Exact copy, no pictures: take the lines of the listing below from the first through the one containing "point: light fixture".

RECORDS SHOWN below:

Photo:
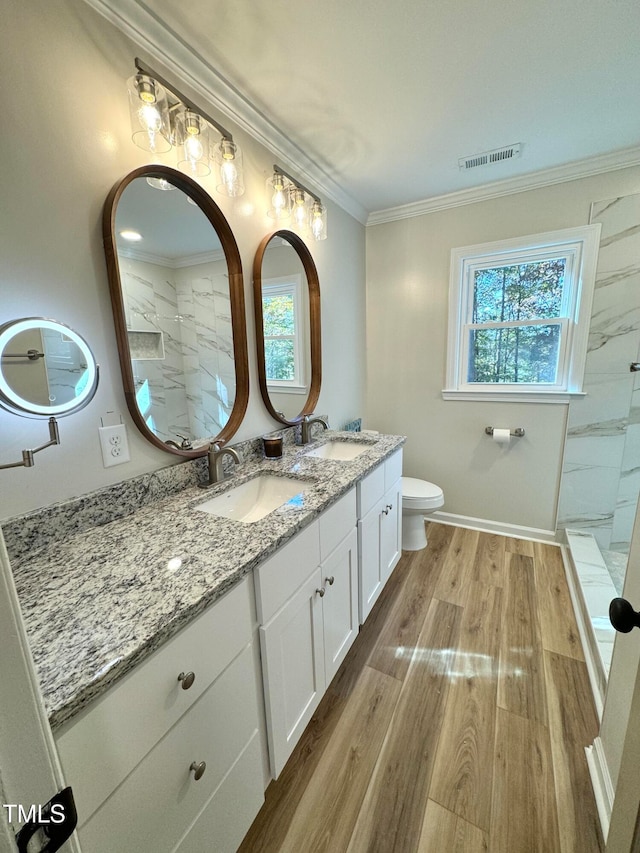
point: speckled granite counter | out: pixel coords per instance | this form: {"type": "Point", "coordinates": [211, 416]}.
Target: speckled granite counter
{"type": "Point", "coordinates": [97, 603]}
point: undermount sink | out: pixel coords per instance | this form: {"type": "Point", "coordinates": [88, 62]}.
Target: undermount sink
{"type": "Point", "coordinates": [342, 451]}
{"type": "Point", "coordinates": [254, 499]}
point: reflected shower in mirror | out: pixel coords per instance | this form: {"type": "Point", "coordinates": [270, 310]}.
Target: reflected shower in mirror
{"type": "Point", "coordinates": [287, 305]}
{"type": "Point", "coordinates": [45, 368]}
{"type": "Point", "coordinates": [178, 304]}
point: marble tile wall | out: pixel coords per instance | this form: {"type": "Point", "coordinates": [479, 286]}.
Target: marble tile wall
{"type": "Point", "coordinates": [601, 472]}
{"type": "Point", "coordinates": [190, 390]}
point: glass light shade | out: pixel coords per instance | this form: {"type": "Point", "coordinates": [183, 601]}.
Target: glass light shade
{"type": "Point", "coordinates": [228, 159]}
{"type": "Point", "coordinates": [193, 138]}
{"type": "Point", "coordinates": [300, 202]}
{"type": "Point", "coordinates": [149, 113]}
{"type": "Point", "coordinates": [318, 221]}
{"type": "Point", "coordinates": [279, 195]}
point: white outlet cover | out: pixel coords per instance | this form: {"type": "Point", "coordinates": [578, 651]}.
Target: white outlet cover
{"type": "Point", "coordinates": [114, 445]}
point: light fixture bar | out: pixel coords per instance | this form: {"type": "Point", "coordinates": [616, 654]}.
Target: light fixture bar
{"type": "Point", "coordinates": [145, 69]}
{"type": "Point", "coordinates": [296, 183]}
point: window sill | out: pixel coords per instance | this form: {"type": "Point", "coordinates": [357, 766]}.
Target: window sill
{"type": "Point", "coordinates": [562, 397]}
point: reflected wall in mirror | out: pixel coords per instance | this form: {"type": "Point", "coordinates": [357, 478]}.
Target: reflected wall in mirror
{"type": "Point", "coordinates": [178, 300]}
{"type": "Point", "coordinates": [287, 312]}
{"type": "Point", "coordinates": [46, 368]}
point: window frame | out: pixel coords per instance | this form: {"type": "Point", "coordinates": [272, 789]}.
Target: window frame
{"type": "Point", "coordinates": [282, 286]}
{"type": "Point", "coordinates": [580, 247]}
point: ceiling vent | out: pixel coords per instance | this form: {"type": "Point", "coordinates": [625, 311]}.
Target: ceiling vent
{"type": "Point", "coordinates": [488, 158]}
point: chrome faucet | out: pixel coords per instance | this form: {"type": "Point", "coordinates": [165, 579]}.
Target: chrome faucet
{"type": "Point", "coordinates": [185, 444]}
{"type": "Point", "coordinates": [307, 422]}
{"type": "Point", "coordinates": [215, 456]}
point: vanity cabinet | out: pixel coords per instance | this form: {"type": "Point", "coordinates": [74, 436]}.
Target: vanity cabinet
{"type": "Point", "coordinates": [307, 602]}
{"type": "Point", "coordinates": [155, 766]}
{"type": "Point", "coordinates": [379, 530]}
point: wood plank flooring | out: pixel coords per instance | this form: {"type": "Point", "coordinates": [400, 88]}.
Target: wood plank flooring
{"type": "Point", "coordinates": [457, 722]}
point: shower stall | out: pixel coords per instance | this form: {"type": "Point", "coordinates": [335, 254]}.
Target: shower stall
{"type": "Point", "coordinates": [601, 471]}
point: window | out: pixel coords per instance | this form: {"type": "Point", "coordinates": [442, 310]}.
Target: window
{"type": "Point", "coordinates": [282, 313]}
{"type": "Point", "coordinates": [519, 315]}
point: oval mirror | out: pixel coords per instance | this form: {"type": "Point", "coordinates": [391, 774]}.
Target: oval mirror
{"type": "Point", "coordinates": [45, 368]}
{"type": "Point", "coordinates": [287, 312]}
{"type": "Point", "coordinates": [177, 294]}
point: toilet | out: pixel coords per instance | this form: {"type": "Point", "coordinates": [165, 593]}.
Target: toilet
{"type": "Point", "coordinates": [419, 498]}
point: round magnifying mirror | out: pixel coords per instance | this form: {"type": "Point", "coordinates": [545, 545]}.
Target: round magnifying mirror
{"type": "Point", "coordinates": [46, 368]}
{"type": "Point", "coordinates": [287, 313]}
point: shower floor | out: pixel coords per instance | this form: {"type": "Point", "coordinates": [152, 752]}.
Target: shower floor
{"type": "Point", "coordinates": [595, 587]}
{"type": "Point", "coordinates": [616, 564]}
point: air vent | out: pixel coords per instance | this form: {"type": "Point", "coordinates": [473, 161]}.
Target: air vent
{"type": "Point", "coordinates": [488, 158]}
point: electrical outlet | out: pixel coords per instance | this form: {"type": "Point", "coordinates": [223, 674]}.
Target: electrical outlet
{"type": "Point", "coordinates": [114, 445]}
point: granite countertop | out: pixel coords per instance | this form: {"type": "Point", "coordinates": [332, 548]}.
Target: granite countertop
{"type": "Point", "coordinates": [98, 603]}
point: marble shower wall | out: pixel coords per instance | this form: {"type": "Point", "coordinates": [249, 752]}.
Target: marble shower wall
{"type": "Point", "coordinates": [186, 384]}
{"type": "Point", "coordinates": [601, 472]}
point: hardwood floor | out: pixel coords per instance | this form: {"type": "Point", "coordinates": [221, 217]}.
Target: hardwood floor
{"type": "Point", "coordinates": [458, 720]}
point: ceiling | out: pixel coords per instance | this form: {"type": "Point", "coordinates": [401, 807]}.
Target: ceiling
{"type": "Point", "coordinates": [385, 97]}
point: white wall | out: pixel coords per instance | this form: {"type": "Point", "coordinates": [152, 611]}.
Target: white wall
{"type": "Point", "coordinates": [407, 302]}
{"type": "Point", "coordinates": [67, 142]}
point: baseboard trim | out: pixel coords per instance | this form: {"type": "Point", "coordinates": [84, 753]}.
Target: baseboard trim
{"type": "Point", "coordinates": [487, 526]}
{"type": "Point", "coordinates": [593, 659]}
{"type": "Point", "coordinates": [601, 782]}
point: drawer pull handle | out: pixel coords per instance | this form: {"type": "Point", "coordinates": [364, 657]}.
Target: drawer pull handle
{"type": "Point", "coordinates": [187, 679]}
{"type": "Point", "coordinates": [198, 769]}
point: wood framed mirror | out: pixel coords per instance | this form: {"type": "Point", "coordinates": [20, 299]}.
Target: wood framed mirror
{"type": "Point", "coordinates": [288, 336]}
{"type": "Point", "coordinates": [177, 295]}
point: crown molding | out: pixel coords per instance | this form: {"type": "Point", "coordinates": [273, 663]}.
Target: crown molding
{"type": "Point", "coordinates": [173, 263]}
{"type": "Point", "coordinates": [162, 44]}
{"type": "Point", "coordinates": [534, 180]}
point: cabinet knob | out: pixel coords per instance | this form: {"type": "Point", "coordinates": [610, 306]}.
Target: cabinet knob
{"type": "Point", "coordinates": [198, 769]}
{"type": "Point", "coordinates": [186, 679]}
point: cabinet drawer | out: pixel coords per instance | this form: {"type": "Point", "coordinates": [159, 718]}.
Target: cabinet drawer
{"type": "Point", "coordinates": [160, 799]}
{"type": "Point", "coordinates": [370, 490]}
{"type": "Point", "coordinates": [104, 743]}
{"type": "Point", "coordinates": [392, 470]}
{"type": "Point", "coordinates": [336, 523]}
{"type": "Point", "coordinates": [280, 576]}
{"type": "Point", "coordinates": [228, 816]}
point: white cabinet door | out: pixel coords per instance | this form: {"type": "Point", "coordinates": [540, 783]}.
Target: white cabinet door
{"type": "Point", "coordinates": [293, 669]}
{"type": "Point", "coordinates": [380, 547]}
{"type": "Point", "coordinates": [340, 603]}
{"type": "Point", "coordinates": [390, 531]}
{"type": "Point", "coordinates": [369, 561]}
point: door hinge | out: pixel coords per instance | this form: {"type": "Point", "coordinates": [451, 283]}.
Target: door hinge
{"type": "Point", "coordinates": [55, 822]}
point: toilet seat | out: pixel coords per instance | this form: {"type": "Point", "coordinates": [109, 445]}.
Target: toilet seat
{"type": "Point", "coordinates": [420, 494]}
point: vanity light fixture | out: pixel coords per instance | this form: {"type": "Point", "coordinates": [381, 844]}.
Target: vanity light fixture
{"type": "Point", "coordinates": [163, 118]}
{"type": "Point", "coordinates": [279, 194]}
{"type": "Point", "coordinates": [319, 221]}
{"type": "Point", "coordinates": [288, 196]}
{"type": "Point", "coordinates": [149, 112]}
{"type": "Point", "coordinates": [194, 144]}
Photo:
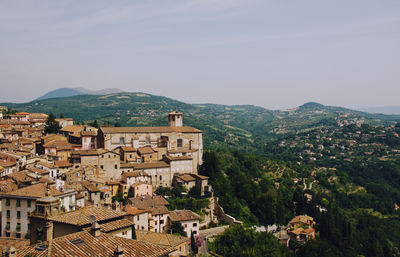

End of RECORDS SHOWN.

REPLY TO THE EXERCISE
Photo:
point: speckled granite counter | out: pixel coords per instance | this form: {"type": "Point", "coordinates": [211, 416]}.
Target: speckled granite counter
{"type": "Point", "coordinates": [97, 603]}
point: undermount sink | out: pixel coords per instance | this form: {"type": "Point", "coordinates": [88, 62]}.
Target: undermount sink
{"type": "Point", "coordinates": [342, 451]}
{"type": "Point", "coordinates": [254, 499]}
point: reflected shower in mirror | out: pixel coords per instance | this form: {"type": "Point", "coordinates": [270, 310]}.
Target: reflected shower in mirror
{"type": "Point", "coordinates": [287, 305]}
{"type": "Point", "coordinates": [45, 368]}
{"type": "Point", "coordinates": [178, 304]}
point: marble tile wall | out: pixel coords per instance | this form: {"type": "Point", "coordinates": [479, 286]}.
Target: marble tile wall
{"type": "Point", "coordinates": [601, 472]}
{"type": "Point", "coordinates": [190, 390]}
point: glass light shade | out: pixel coords per instance | this form: {"type": "Point", "coordinates": [183, 601]}.
Target: glass light shade
{"type": "Point", "coordinates": [228, 159]}
{"type": "Point", "coordinates": [193, 138]}
{"type": "Point", "coordinates": [300, 202]}
{"type": "Point", "coordinates": [149, 113]}
{"type": "Point", "coordinates": [318, 221]}
{"type": "Point", "coordinates": [279, 195]}
point: white outlet cover | out: pixel coords per instance | this form: {"type": "Point", "coordinates": [578, 651]}.
Target: white outlet cover
{"type": "Point", "coordinates": [114, 445]}
point: light fixture bar | out: pixel coords per instance | this form: {"type": "Point", "coordinates": [616, 654]}.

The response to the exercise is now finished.